## WHAT THIS TASK INVOLVES
Could you write out the listing below again, substituting "Mark" for every "Annotate" and leaving everything else unchanged?

--- START ---

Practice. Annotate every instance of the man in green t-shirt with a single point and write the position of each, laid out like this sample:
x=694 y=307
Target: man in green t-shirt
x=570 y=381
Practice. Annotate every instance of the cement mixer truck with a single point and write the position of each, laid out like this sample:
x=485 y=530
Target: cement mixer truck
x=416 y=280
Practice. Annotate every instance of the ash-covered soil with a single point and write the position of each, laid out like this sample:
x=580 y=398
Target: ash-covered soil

--- END ---

## FULL RESPONSE
Practice. Mark every instance of the man in green t-shirt with a single point and write the position of each, laid out like this sample:
x=694 y=307
Target: man in green t-shirt
x=570 y=381
Practice. Mark every instance of the cement mixer truck with a single point and write the position of each, laid out like this sample:
x=485 y=530
Target: cement mixer truck
x=416 y=280
Practice. Mark every instance of the ash-covered soil with a single point and write the position of each, laid out like this sample:
x=580 y=398
Target: ash-covered soil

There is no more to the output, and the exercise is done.